Records for the task:
:::::
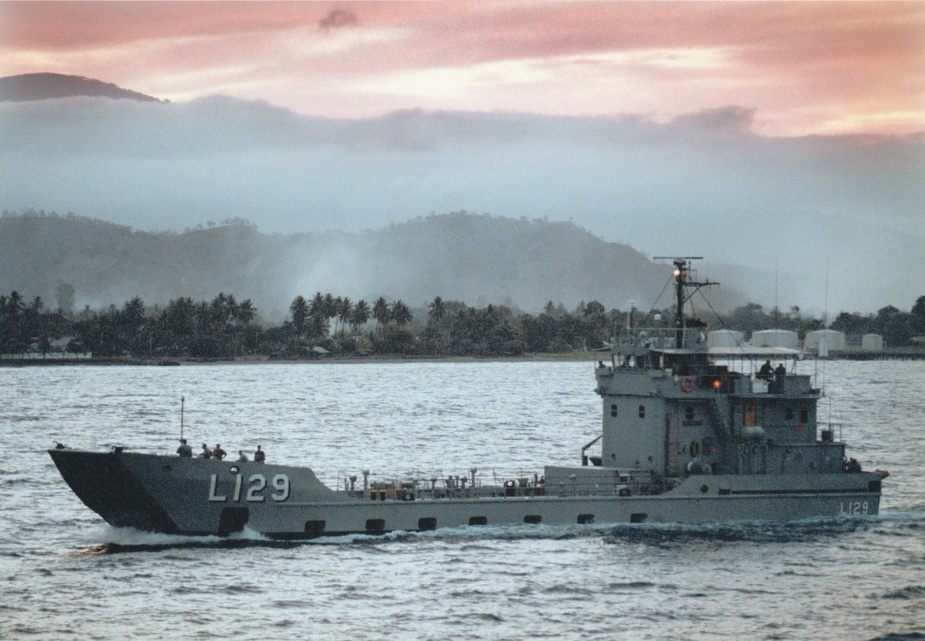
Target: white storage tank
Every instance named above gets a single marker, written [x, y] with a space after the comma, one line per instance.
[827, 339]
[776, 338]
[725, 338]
:::::
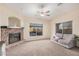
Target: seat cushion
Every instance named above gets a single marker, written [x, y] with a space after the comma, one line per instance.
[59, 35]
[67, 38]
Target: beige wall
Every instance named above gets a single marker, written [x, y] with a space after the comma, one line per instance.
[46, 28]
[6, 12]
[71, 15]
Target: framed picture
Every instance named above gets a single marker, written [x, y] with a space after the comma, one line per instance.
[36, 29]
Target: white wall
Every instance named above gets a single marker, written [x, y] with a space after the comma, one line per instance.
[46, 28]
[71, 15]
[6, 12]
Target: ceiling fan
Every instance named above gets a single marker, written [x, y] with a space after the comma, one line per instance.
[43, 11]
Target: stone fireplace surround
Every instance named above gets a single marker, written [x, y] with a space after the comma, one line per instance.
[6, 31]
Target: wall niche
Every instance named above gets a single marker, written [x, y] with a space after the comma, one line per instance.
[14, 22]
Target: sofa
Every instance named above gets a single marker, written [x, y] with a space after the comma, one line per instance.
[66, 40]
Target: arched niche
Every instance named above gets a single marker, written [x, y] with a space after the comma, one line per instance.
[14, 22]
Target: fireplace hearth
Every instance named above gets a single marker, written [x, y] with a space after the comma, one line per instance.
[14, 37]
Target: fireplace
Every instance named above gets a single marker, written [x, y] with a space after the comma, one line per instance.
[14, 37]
:::::
Problem statement:
In the entries above, the lines between the one holding "Target: seat cushion" and the one holding "Target: white wall", inclusive, are to be printed exactly as written, and those alone.

Exercise output:
Target: seat cushion
Every instance named above gets a single marker, written [x, y] with a space after the comma, one line per instance.
[59, 35]
[67, 38]
Target: beige wall
Every instance named above gets a single marker, written [x, y] with a space after the comma, one line per instance.
[46, 28]
[6, 12]
[71, 15]
Target: framed picture
Every instance named above gets a single marker, written [x, y] with a space after the comma, one line per instance.
[36, 29]
Target: white wall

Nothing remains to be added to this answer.